__Excerpted passage__:
----

Once the LLVM IR function’s headers of all mutually recursive functions are generated,
the body of each function is translated to LLVM IR in sequential order. Firstly, the
compiler looks for the defined function header using function name as a key. After the
correct function header is found, the basic block entry is created and appended to that
function. Then, the pointer to current insertion block is kept so that the IR builder can
jump back to that block after finishing emiting code for the current function. This step is
crucial to maintain the correct IR insertion point when translating nested functions. For
instance, given the function inner() nested inside function outer() in Figure 68:
87

Figure 68. Nested function in Tiger

Before the translation process of function inner() occurs, the IR builder points to block
entry of function outer(). When translating the function inner(), the IR insertion point is
changed to the block entry of function inner() in order to generate instructions for the
body of that function. After the function inner() is translated, the insertion point of the IR
builder is still in the block entry of function inner(). Therefore, the IR builder has to point
back to its previous insertion location in the body of the function outer() before
generating code for the instruction 5 + 6.

During the process of translating each function body, the IR builder points to the block
entry of that function and emits IR instructions for the body of that function. Finally, the
return instruction ret is emitted to mark the end of the function’s body.

----

__Extracted material__:
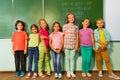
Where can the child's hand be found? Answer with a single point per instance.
(103, 46)
(58, 51)
(94, 49)
(41, 37)
(45, 51)
(25, 51)
(13, 52)
(76, 48)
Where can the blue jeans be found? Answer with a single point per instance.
(19, 60)
(56, 62)
(86, 52)
(33, 53)
(69, 60)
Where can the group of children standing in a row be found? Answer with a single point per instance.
(70, 40)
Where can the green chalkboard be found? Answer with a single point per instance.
(56, 10)
(5, 18)
(30, 11)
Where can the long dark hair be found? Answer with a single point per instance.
(81, 25)
(34, 25)
(60, 28)
(19, 21)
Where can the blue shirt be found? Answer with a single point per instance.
(97, 37)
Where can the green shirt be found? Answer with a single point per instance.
(33, 40)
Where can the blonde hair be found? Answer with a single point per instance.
(67, 17)
(100, 19)
(47, 28)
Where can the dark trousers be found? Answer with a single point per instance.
(20, 61)
(33, 54)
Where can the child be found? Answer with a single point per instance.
(102, 39)
(19, 46)
(33, 51)
(86, 44)
(70, 32)
(56, 44)
(43, 51)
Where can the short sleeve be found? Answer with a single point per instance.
(13, 37)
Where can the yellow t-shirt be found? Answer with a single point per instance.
(102, 37)
(33, 40)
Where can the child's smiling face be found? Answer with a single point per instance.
(99, 23)
(71, 18)
(56, 27)
(34, 30)
(86, 23)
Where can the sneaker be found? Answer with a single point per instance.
(112, 75)
(100, 74)
(89, 75)
(83, 75)
(28, 75)
(60, 76)
(22, 73)
(42, 75)
(73, 75)
(34, 75)
(68, 75)
(17, 73)
(56, 75)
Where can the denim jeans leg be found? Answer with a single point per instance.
(17, 61)
(30, 57)
(54, 61)
(58, 64)
(22, 60)
(35, 60)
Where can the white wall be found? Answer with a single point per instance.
(112, 18)
(6, 57)
(110, 6)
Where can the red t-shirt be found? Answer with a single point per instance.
(19, 40)
(44, 33)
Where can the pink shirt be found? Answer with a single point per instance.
(44, 33)
(56, 39)
(85, 37)
(19, 40)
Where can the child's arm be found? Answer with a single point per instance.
(93, 44)
(61, 45)
(13, 52)
(42, 40)
(43, 37)
(25, 51)
(77, 38)
(50, 43)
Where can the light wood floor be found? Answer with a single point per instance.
(10, 76)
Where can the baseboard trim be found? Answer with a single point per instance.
(63, 71)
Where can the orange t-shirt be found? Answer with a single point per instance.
(19, 40)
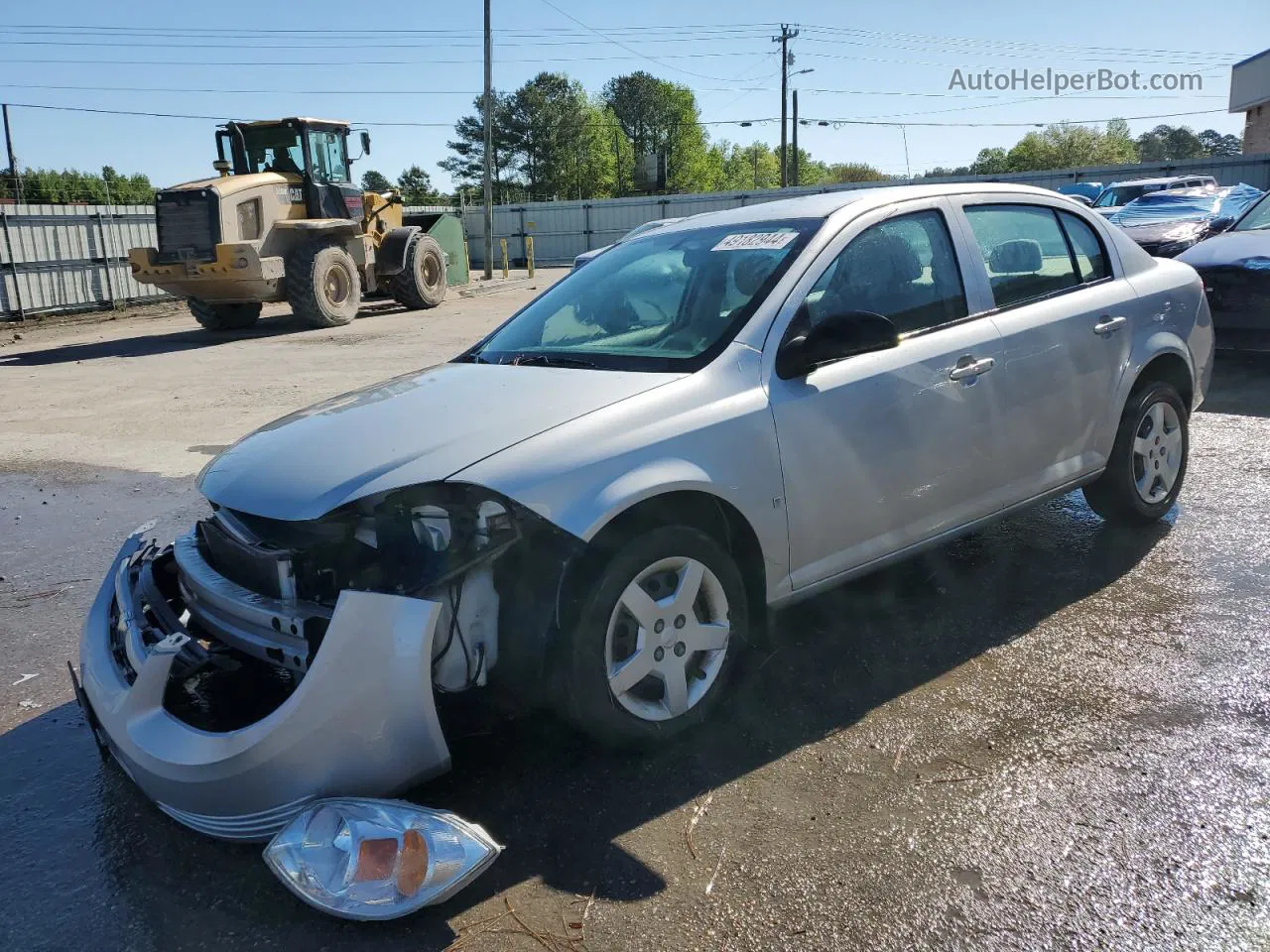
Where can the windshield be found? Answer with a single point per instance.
(1257, 216)
(666, 302)
(1123, 194)
(273, 149)
(645, 227)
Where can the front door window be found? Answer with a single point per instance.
(330, 166)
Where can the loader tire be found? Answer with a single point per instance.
(422, 284)
(223, 316)
(324, 287)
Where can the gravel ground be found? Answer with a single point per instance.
(1048, 735)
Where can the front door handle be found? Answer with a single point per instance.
(973, 368)
(1109, 325)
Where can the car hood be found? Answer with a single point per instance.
(1174, 229)
(417, 428)
(1230, 248)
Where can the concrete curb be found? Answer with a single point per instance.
(493, 287)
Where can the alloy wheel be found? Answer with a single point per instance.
(1157, 452)
(667, 639)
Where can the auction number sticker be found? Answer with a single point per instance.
(757, 241)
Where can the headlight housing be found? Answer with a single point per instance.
(249, 220)
(362, 858)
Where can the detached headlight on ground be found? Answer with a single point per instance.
(363, 858)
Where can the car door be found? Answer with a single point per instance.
(884, 449)
(1066, 322)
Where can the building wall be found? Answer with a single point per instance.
(1256, 130)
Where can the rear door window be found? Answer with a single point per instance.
(1024, 250)
(1091, 258)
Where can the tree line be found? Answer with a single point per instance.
(1067, 146)
(53, 186)
(640, 134)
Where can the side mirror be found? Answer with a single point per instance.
(833, 338)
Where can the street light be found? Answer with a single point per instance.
(795, 181)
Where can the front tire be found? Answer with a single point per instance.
(653, 649)
(1148, 461)
(422, 284)
(221, 316)
(324, 287)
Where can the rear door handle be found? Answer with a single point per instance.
(973, 368)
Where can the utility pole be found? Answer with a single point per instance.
(795, 139)
(784, 39)
(617, 160)
(489, 149)
(13, 163)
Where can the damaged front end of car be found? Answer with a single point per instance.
(258, 665)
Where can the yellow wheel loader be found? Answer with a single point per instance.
(286, 222)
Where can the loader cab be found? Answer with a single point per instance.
(312, 153)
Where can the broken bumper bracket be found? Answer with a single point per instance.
(361, 722)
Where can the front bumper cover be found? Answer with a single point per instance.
(361, 722)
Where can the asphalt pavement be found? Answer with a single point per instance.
(1052, 734)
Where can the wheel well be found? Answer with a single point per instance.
(1173, 370)
(712, 516)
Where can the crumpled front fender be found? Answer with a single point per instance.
(361, 722)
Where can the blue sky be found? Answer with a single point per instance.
(421, 62)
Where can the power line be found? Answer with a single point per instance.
(468, 91)
(760, 28)
(1015, 125)
(630, 50)
(204, 45)
(761, 121)
(994, 45)
(325, 64)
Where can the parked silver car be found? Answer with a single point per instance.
(594, 506)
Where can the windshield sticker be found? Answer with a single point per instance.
(760, 241)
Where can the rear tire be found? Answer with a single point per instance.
(220, 316)
(324, 286)
(422, 284)
(1148, 461)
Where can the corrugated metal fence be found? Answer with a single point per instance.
(73, 258)
(563, 230)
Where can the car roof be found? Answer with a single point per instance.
(824, 204)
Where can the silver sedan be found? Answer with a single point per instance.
(594, 506)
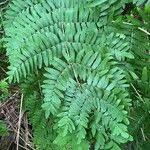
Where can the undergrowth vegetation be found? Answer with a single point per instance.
(83, 67)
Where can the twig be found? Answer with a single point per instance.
(141, 29)
(19, 122)
(137, 92)
(143, 134)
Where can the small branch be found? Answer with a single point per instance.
(141, 29)
(137, 92)
(19, 122)
(143, 134)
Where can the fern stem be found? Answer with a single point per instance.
(19, 122)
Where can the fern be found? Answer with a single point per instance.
(82, 52)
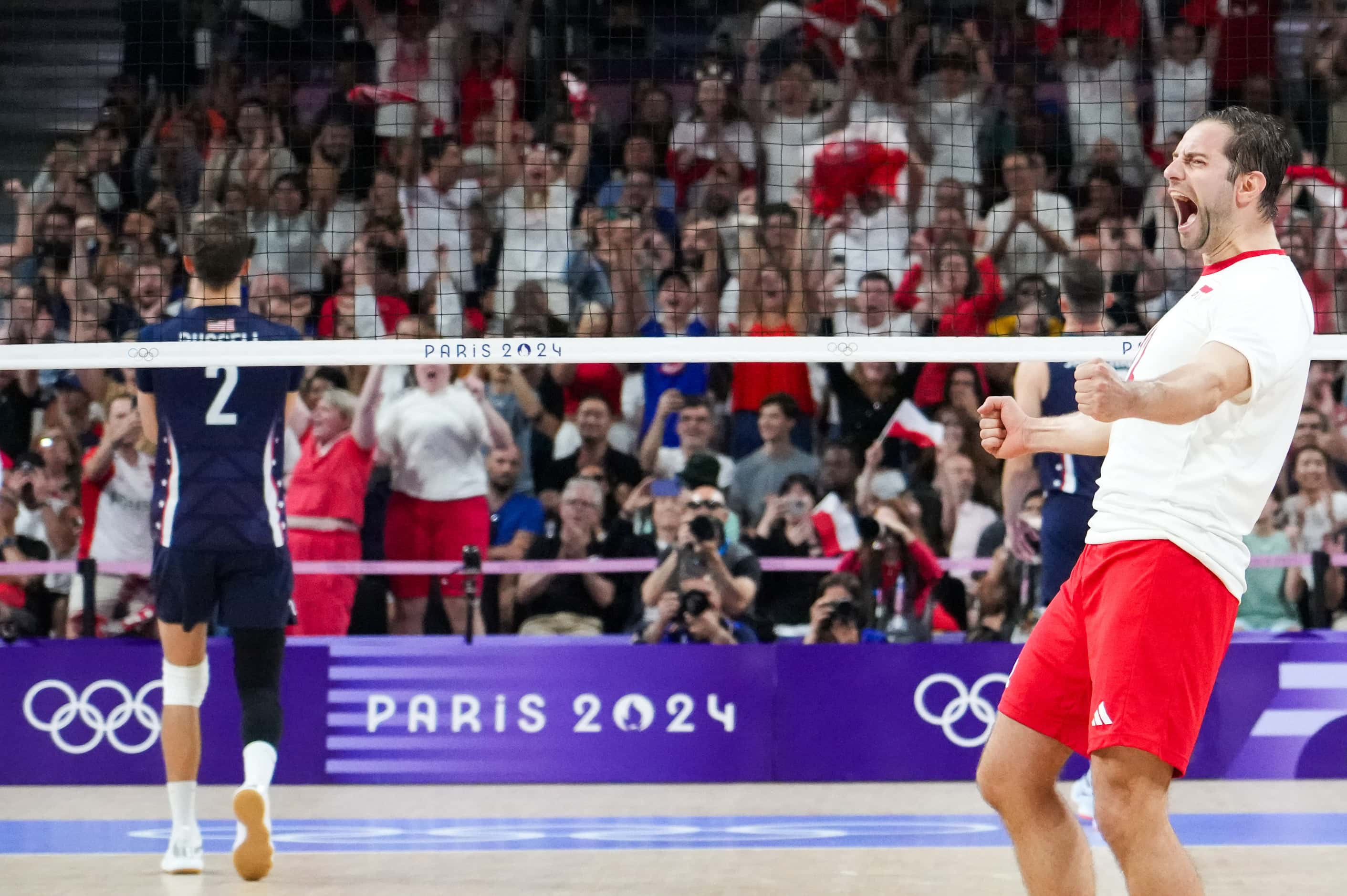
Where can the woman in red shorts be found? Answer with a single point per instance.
(325, 500)
(434, 436)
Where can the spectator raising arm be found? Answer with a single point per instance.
(374, 25)
(22, 246)
(496, 426)
(1017, 479)
(671, 402)
(363, 426)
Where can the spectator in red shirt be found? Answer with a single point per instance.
(487, 65)
(326, 499)
(963, 298)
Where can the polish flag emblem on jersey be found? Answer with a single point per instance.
(835, 527)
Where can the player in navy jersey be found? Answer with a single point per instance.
(220, 538)
(1069, 481)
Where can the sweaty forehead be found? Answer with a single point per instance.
(1207, 138)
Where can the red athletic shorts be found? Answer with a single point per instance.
(1127, 654)
(418, 530)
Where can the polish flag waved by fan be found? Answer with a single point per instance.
(375, 96)
(865, 156)
(834, 22)
(911, 425)
(835, 527)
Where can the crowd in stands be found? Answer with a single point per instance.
(888, 169)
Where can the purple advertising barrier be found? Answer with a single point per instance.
(924, 712)
(89, 713)
(413, 710)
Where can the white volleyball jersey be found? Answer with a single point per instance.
(1203, 484)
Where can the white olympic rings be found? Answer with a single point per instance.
(963, 701)
(94, 717)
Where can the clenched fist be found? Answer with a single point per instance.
(1101, 393)
(1002, 427)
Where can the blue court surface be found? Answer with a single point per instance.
(655, 833)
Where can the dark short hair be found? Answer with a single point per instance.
(1257, 142)
(596, 396)
(333, 375)
(803, 480)
(220, 249)
(784, 402)
(674, 274)
(1082, 283)
(772, 209)
(838, 445)
(877, 275)
(841, 580)
(691, 402)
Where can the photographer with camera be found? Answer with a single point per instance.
(702, 560)
(842, 615)
(566, 604)
(787, 530)
(691, 617)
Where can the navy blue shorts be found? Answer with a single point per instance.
(251, 589)
(1062, 540)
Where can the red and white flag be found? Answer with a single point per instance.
(835, 527)
(911, 425)
(376, 96)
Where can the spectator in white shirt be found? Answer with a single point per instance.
(791, 126)
(696, 427)
(873, 236)
(951, 103)
(415, 56)
(287, 239)
(1102, 104)
(962, 519)
(436, 434)
(871, 312)
(536, 219)
(716, 133)
(1182, 80)
(1028, 232)
(116, 495)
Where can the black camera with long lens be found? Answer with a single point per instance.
(705, 529)
(694, 603)
(845, 614)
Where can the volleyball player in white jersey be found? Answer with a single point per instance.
(1122, 663)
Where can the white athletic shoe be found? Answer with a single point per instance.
(184, 854)
(252, 843)
(1082, 794)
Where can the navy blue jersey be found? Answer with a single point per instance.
(220, 458)
(1067, 473)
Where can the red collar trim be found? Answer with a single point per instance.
(1222, 266)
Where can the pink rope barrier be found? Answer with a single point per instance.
(564, 568)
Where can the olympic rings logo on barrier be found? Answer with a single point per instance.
(963, 701)
(94, 717)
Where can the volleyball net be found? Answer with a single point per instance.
(445, 170)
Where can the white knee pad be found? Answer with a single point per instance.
(186, 685)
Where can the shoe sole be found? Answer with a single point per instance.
(252, 857)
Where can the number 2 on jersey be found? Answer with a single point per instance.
(216, 414)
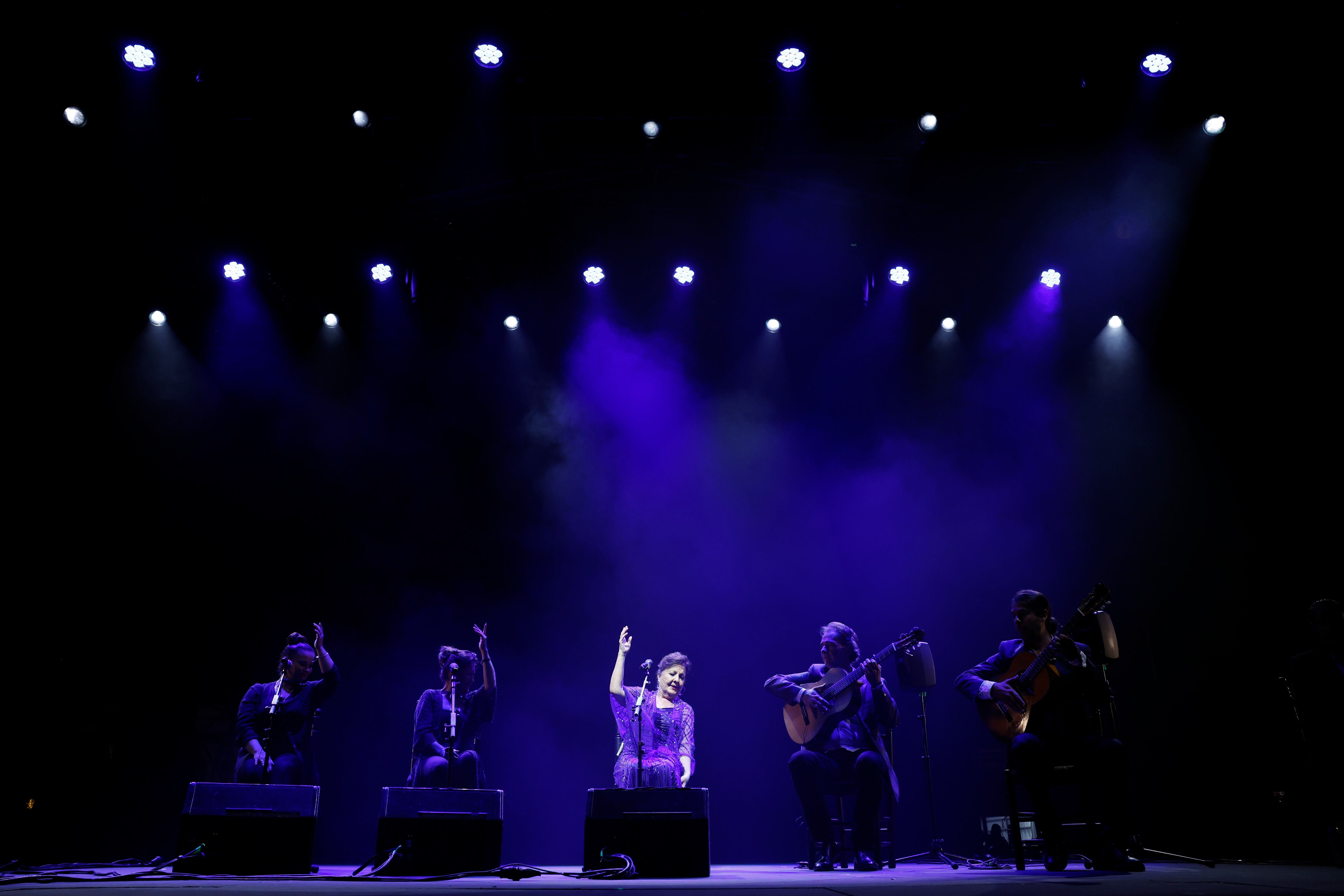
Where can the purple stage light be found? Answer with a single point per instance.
(791, 60)
(139, 57)
(1156, 65)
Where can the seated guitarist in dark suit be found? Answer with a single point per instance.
(849, 749)
(1061, 730)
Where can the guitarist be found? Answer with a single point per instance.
(1061, 730)
(849, 749)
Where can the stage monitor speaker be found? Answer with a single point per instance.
(916, 671)
(664, 831)
(441, 831)
(248, 829)
(1107, 629)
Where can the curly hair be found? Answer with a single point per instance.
(845, 636)
(1038, 604)
(448, 656)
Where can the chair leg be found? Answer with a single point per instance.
(1015, 823)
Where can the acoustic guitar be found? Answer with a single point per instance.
(838, 688)
(1029, 673)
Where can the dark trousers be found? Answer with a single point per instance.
(815, 773)
(1105, 773)
(466, 772)
(287, 769)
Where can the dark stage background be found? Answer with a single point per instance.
(642, 453)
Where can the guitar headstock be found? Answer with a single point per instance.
(1096, 601)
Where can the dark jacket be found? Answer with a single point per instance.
(294, 726)
(432, 715)
(869, 719)
(1077, 691)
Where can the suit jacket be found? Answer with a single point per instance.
(787, 688)
(1068, 708)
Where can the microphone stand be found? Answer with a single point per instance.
(639, 727)
(271, 727)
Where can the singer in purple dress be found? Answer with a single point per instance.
(667, 724)
(431, 759)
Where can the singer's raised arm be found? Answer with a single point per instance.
(623, 648)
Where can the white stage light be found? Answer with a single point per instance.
(1156, 65)
(139, 57)
(791, 60)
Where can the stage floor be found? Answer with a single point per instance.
(783, 880)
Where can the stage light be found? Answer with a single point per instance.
(1156, 65)
(139, 57)
(791, 60)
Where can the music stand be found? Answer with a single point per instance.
(916, 672)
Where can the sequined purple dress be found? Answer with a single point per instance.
(669, 735)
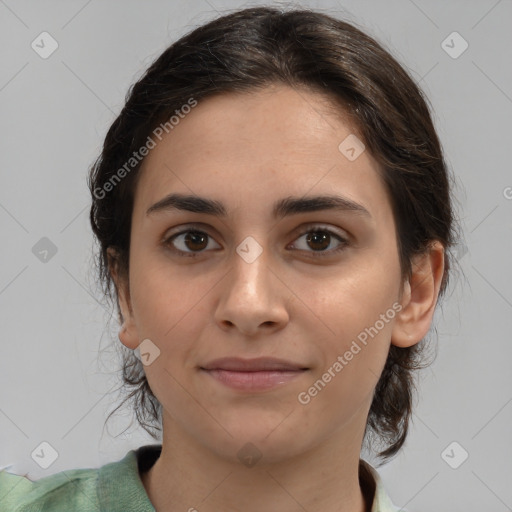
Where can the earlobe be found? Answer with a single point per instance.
(419, 298)
(127, 335)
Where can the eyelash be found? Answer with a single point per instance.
(317, 229)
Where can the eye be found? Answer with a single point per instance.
(193, 239)
(191, 242)
(320, 239)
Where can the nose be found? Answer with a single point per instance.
(253, 298)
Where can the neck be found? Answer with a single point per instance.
(188, 476)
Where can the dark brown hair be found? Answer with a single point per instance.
(251, 49)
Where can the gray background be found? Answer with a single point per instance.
(58, 365)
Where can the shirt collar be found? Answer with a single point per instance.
(120, 486)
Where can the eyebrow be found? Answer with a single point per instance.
(282, 208)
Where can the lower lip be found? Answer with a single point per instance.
(254, 381)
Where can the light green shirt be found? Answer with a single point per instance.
(117, 487)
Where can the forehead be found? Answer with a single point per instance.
(253, 146)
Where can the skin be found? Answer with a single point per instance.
(247, 151)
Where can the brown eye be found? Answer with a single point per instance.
(188, 242)
(318, 240)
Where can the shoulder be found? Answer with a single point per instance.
(68, 490)
(116, 487)
(371, 480)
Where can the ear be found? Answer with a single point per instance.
(128, 334)
(419, 297)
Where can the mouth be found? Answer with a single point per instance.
(253, 374)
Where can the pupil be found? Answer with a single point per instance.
(320, 236)
(195, 238)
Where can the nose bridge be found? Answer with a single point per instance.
(250, 265)
(251, 296)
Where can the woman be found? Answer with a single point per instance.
(273, 212)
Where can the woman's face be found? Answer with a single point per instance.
(250, 284)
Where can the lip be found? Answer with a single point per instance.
(253, 374)
(237, 364)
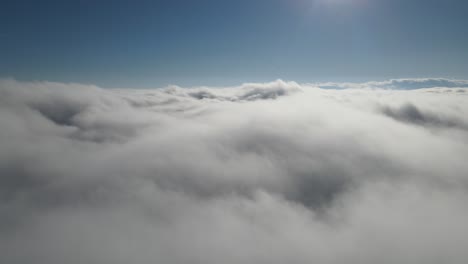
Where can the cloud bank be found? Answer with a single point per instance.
(261, 173)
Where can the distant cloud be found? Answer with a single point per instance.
(275, 172)
(399, 84)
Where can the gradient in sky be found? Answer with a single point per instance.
(214, 42)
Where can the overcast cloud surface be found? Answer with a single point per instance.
(262, 173)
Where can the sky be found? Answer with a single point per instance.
(216, 42)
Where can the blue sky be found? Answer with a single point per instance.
(215, 42)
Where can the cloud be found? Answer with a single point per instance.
(399, 84)
(261, 173)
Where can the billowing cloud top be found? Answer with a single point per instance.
(262, 173)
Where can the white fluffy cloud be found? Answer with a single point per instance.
(262, 173)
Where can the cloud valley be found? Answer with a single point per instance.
(275, 172)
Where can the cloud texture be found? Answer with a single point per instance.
(262, 173)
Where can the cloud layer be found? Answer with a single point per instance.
(261, 173)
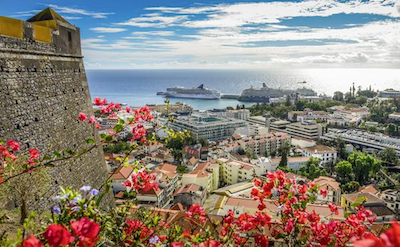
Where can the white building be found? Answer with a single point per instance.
(325, 153)
(307, 114)
(392, 199)
(293, 162)
(208, 126)
(306, 129)
(242, 114)
(389, 93)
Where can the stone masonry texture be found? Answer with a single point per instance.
(43, 87)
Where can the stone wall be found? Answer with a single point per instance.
(43, 87)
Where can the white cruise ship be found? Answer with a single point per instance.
(191, 93)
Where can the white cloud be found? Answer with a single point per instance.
(273, 12)
(251, 35)
(154, 20)
(107, 29)
(72, 17)
(76, 11)
(157, 33)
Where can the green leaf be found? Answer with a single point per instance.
(46, 157)
(90, 141)
(57, 154)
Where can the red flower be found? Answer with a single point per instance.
(196, 211)
(92, 119)
(210, 243)
(13, 145)
(34, 152)
(57, 235)
(82, 116)
(324, 192)
(87, 242)
(32, 241)
(333, 208)
(86, 228)
(261, 240)
(98, 101)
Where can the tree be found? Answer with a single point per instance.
(288, 102)
(344, 170)
(182, 169)
(338, 96)
(389, 156)
(250, 153)
(241, 151)
(341, 149)
(204, 142)
(284, 152)
(363, 166)
(391, 129)
(312, 169)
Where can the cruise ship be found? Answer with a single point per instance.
(199, 92)
(265, 93)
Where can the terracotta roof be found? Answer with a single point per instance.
(369, 189)
(290, 159)
(249, 203)
(320, 149)
(192, 161)
(368, 197)
(327, 181)
(188, 189)
(380, 209)
(122, 172)
(167, 168)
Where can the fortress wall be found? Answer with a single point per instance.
(43, 87)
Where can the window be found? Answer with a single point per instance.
(69, 36)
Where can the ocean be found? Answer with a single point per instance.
(139, 87)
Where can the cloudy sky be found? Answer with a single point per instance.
(127, 34)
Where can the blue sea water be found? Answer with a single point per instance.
(139, 87)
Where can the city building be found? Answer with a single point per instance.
(240, 205)
(252, 130)
(364, 140)
(389, 93)
(191, 151)
(332, 187)
(242, 114)
(293, 162)
(178, 107)
(190, 194)
(207, 126)
(119, 176)
(205, 175)
(307, 114)
(325, 153)
(371, 202)
(306, 129)
(262, 145)
(259, 120)
(345, 116)
(394, 117)
(167, 178)
(234, 171)
(278, 125)
(392, 199)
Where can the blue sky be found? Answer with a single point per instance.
(128, 34)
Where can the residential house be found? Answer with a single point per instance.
(190, 194)
(332, 187)
(325, 153)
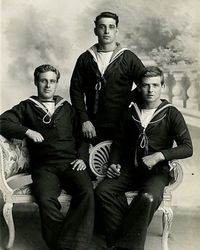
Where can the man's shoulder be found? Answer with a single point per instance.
(130, 54)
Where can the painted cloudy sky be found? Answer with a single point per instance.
(56, 32)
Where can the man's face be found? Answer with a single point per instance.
(46, 85)
(106, 30)
(150, 89)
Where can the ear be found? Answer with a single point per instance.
(139, 89)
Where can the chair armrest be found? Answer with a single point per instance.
(176, 173)
(98, 158)
(14, 159)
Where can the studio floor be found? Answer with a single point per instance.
(184, 234)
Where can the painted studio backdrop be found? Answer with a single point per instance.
(56, 32)
(162, 32)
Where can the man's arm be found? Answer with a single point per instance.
(136, 67)
(77, 90)
(82, 145)
(11, 125)
(181, 135)
(12, 122)
(77, 98)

----

__What the exercise asks__:
Retype the passage on translating Tiger function bodies into LLVM IR word for word, in full. The items were taken from a separate source.

__Answer to this problem__:
Once the LLVM IR function’s headers of all mutually recursive functions are generated,
the body of each function is translated to LLVM IR in sequential order. Firstly, the
compiler looks for the defined function header using function name as a key. After the
correct function header is found, the basic block entry is created and appended to that
function. Then, the pointer to current insertion block is kept so that the IR builder can
jump back to that block after finishing emiting code for the current function. This step is
crucial to maintain the correct IR insertion point when translating nested functions. For
instance, given the function inner() nested inside function outer() in Figure 68:
87

Figure 68. Nested function in Tiger

Before the translation process of function inner() occurs, the IR builder points to block
entry of function outer(). When translating the function inner(), the IR insertion point is
changed to the block entry of function inner() in order to generate instructions for the
body of that function. After the function inner() is translated, the insertion point of the IR
builder is still in the block entry of function inner(). Therefore, the IR builder has to point
back to its previous insertion location in the body of the function outer() before
generating code for the instruction 5 + 6.

During the process of translating each function body, the IR builder points to the block
entry of that function and emits IR instructions for the body of that function. Finally, the
return instruction ret is emitted to mark the end of the function’s body.